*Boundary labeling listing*

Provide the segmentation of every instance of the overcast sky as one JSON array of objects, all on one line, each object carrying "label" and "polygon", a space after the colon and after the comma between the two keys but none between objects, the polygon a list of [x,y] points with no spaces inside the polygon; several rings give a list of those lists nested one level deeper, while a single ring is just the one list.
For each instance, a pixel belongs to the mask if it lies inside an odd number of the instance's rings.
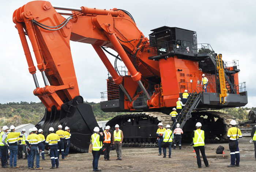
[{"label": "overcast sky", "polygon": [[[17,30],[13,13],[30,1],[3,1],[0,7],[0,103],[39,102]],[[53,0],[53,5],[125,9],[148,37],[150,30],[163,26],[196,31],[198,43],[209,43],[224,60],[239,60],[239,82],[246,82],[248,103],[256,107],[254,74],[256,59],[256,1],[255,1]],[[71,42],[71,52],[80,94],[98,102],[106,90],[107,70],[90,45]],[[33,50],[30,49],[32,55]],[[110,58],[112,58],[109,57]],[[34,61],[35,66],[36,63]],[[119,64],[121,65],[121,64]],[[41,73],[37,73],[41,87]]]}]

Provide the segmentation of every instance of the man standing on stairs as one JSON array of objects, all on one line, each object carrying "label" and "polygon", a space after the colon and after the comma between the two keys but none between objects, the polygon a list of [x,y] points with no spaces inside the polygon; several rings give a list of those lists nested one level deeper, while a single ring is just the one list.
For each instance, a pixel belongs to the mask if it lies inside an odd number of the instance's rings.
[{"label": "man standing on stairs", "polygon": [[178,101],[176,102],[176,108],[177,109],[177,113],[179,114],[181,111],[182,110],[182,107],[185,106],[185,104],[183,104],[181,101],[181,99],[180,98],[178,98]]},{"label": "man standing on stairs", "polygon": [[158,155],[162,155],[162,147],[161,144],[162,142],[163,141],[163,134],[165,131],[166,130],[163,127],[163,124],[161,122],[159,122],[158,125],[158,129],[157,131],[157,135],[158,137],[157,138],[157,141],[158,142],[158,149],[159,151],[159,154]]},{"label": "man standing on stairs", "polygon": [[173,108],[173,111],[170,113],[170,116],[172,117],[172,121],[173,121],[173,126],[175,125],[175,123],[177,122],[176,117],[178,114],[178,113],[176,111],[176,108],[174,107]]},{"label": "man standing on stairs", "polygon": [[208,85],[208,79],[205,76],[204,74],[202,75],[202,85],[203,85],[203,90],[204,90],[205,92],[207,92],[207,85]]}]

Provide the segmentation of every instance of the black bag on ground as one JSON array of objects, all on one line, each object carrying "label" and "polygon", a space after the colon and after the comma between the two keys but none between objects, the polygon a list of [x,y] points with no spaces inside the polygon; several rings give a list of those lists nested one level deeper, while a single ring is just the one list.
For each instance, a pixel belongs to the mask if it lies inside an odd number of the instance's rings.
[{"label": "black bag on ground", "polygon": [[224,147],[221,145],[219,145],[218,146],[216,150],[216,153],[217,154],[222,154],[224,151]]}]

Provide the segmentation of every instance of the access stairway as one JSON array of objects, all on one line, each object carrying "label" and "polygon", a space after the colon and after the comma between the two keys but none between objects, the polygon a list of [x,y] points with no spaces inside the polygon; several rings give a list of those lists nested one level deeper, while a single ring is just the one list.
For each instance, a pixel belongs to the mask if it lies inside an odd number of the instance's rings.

*Problem*
Reproduce the whole listing with "access stairway" renamed to "exterior staircase" wherever it appears, leaving everything else unchanged. Omit the pictures from your copy.

*Full solution*
Provide the segmentation of every instance of the overcast sky as one JSON array of objects, all on one line, each object carrying "label" and "polygon", a space after the colon and after the comma between the two keys but none between objects, the polygon a list of [x,y] points with no spaces inside the polygon; several rings give a list of those lists nested one level deeper, while a single ring is just the one list.
For each instance, a pixel belongs to the mask if it lies inside an odd number of the instance's rings.
[{"label": "overcast sky", "polygon": [[[17,30],[13,13],[30,1],[3,1],[0,7],[0,103],[39,102]],[[53,0],[53,5],[125,9],[148,37],[150,30],[163,26],[196,31],[198,43],[209,43],[224,60],[239,60],[239,82],[246,82],[248,103],[256,107],[254,74],[256,59],[256,1],[255,1]],[[71,42],[71,52],[80,94],[98,102],[106,90],[107,70],[90,45]],[[33,50],[30,49],[32,55]],[[110,58],[112,58],[109,57]],[[34,61],[35,66],[36,63]],[[119,64],[121,65],[121,64]],[[41,73],[37,73],[41,87]]]}]

Provide the segmentation of every instance of the man standing on stairs as one JSON array of objects, all on one line, each object carrying "label" and "polygon", a space after the colon and after the comma between the two keys but none between objects, the polygon a list of [x,y] points with no spaces inside the polygon; several rings give a list of those lists nested one level deeper, while a single ring is just the one list.
For each instance, a pixel belongs to the mask if it lies inside an odd number of the instance's rings.
[{"label": "man standing on stairs", "polygon": [[178,101],[176,102],[176,108],[177,109],[177,113],[179,114],[181,111],[182,110],[182,107],[185,106],[185,104],[183,104],[181,101],[181,99],[180,98],[178,98]]},{"label": "man standing on stairs", "polygon": [[158,155],[162,155],[162,147],[161,144],[162,142],[163,141],[163,134],[165,131],[166,130],[163,127],[163,124],[161,122],[159,122],[158,125],[158,129],[157,131],[157,135],[158,137],[157,138],[157,141],[158,142],[158,149],[159,151],[159,154]]},{"label": "man standing on stairs", "polygon": [[173,108],[173,111],[170,113],[170,116],[172,117],[172,121],[173,121],[173,126],[175,125],[175,123],[177,122],[176,117],[178,114],[178,113],[176,111],[176,108],[174,107]]},{"label": "man standing on stairs", "polygon": [[208,85],[208,79],[205,76],[204,74],[202,75],[202,85],[203,85],[203,90],[204,90],[205,92],[207,92],[207,85]]}]

Provide the segmentation of every instance of the black bag on ground as one JSON array of objects, all on one line, each object carrying "label" and "polygon", a space after the colon and after the comma between the two keys but none between objects, the polygon a list of [x,y] points with no spaces inside the polygon; several rings give a list of those lists nested one level deeper, while a single ring is just the one list.
For each instance, a pixel belongs to the mask if it lies inside an odd number of the instance's rings.
[{"label": "black bag on ground", "polygon": [[224,147],[221,145],[219,145],[218,146],[216,150],[216,153],[217,154],[222,154],[224,151]]}]

Provide the segmentation of every instance of the exterior staircase as one JSON array of objects, all on one line, each object carrying "label" and "polygon", a space after the colon and after the comma between the two keys but none between objects, the polygon a list of [x,y] points with no spaces inside the polygon; several rings give a list of those lists nested one level deeper, while a single ring is just the one list.
For each instance, a pixel belongs to the mask if it lies inside an odd number of the instance's rings.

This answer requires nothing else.